### [Data provided]
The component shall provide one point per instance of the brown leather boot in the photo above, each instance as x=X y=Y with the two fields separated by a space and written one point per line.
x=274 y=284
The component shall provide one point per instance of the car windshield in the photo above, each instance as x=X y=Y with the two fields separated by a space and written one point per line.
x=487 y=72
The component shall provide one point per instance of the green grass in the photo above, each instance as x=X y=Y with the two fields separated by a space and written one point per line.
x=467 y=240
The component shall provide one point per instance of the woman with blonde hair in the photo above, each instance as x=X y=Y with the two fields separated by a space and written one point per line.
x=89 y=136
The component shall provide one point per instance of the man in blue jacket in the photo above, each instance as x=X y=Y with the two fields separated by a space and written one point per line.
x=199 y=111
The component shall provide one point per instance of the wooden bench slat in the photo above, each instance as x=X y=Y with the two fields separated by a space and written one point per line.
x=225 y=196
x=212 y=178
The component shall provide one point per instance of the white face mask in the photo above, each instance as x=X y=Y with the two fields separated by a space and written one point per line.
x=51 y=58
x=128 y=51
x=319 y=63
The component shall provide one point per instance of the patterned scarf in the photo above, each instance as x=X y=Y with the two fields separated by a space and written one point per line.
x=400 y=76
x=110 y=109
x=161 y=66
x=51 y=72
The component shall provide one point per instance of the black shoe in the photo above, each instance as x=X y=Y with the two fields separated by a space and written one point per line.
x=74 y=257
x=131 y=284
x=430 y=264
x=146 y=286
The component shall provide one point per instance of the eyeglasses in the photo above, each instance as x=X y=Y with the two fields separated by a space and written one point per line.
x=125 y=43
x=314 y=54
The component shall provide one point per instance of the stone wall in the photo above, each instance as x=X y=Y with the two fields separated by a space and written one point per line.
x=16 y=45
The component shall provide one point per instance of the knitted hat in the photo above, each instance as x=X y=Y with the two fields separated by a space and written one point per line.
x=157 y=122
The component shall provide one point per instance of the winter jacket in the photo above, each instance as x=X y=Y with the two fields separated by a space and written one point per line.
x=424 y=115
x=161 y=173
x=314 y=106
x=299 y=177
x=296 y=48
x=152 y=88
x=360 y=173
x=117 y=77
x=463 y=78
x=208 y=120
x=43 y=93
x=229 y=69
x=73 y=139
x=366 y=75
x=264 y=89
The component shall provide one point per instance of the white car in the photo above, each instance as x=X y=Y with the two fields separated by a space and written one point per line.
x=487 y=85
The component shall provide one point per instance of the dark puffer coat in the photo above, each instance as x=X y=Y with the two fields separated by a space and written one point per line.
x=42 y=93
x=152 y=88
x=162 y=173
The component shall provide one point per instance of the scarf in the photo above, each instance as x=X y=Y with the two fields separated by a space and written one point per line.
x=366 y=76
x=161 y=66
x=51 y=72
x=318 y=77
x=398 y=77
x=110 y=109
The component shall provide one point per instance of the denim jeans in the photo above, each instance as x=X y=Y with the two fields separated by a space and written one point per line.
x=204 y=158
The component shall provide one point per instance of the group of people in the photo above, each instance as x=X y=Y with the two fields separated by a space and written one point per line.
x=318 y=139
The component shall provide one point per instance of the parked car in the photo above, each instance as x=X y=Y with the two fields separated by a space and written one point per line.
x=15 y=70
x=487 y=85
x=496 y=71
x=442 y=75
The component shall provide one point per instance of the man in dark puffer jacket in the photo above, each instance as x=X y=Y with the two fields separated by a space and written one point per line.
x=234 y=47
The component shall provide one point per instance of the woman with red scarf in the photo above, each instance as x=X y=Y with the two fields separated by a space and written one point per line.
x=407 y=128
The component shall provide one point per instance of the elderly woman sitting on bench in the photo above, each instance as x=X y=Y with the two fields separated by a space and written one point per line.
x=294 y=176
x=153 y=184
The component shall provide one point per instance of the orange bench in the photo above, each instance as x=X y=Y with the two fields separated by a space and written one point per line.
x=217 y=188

---

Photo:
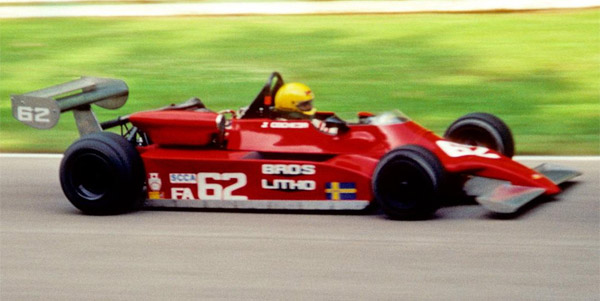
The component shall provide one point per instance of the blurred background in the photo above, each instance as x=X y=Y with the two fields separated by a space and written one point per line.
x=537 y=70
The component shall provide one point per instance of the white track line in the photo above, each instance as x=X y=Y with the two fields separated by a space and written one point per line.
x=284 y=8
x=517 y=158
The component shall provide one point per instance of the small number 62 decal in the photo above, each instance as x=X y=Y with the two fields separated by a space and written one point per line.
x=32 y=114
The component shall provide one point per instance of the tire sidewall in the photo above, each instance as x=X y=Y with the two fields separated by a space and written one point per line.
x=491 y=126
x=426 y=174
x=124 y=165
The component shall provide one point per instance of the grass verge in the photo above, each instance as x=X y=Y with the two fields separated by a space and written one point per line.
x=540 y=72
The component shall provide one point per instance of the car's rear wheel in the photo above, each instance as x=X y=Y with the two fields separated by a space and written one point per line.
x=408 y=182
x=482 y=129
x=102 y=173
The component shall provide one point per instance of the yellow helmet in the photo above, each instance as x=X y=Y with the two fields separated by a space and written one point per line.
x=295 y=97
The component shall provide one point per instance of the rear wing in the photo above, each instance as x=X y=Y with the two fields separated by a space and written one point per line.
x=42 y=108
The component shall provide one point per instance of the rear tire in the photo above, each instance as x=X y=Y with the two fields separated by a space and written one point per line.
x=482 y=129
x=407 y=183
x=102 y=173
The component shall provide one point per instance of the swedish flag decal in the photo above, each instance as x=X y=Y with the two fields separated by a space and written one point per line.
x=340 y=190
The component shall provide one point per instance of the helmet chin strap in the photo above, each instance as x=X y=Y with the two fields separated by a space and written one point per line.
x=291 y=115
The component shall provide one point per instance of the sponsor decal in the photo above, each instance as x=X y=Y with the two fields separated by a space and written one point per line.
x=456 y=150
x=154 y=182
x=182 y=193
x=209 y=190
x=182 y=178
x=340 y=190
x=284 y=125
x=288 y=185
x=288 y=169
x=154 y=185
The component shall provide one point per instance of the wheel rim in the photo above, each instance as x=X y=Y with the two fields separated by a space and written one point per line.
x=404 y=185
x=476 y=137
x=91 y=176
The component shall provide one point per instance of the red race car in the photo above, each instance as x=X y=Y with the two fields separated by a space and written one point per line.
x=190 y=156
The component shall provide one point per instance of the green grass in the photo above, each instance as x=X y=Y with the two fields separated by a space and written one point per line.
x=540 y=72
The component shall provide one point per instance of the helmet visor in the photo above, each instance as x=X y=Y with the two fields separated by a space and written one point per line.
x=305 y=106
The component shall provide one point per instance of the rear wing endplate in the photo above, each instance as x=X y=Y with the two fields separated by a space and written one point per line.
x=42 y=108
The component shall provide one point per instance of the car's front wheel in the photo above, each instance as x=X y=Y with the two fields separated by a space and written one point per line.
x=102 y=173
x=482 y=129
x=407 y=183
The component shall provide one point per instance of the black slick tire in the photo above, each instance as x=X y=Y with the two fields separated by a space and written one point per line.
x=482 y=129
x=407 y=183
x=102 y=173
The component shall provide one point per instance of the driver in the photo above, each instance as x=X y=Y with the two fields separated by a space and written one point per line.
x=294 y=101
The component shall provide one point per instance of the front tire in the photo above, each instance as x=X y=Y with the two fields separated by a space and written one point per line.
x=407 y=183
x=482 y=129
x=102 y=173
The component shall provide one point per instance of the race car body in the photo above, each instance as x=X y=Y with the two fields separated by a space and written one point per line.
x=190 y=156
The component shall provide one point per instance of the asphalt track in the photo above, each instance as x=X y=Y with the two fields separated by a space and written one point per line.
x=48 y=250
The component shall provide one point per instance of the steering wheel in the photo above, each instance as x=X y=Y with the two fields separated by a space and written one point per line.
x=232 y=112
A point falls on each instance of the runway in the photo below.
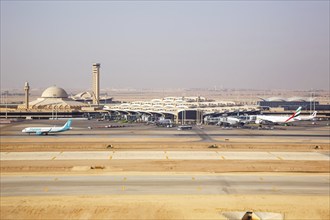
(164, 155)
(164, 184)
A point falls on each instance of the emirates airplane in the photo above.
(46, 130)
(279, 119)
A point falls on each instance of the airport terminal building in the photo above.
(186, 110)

### [Problem requirements]
Please reproduce word for word the lines from the one containing "The component shall provide one point per instance of the group" up to and including the one containing "x=318 y=139".

### [The solution]
The component shall provide one point per instance of the group of people in the photo above, each instance as x=X y=Y with the two fields separated by a space and written one point per line.
x=318 y=139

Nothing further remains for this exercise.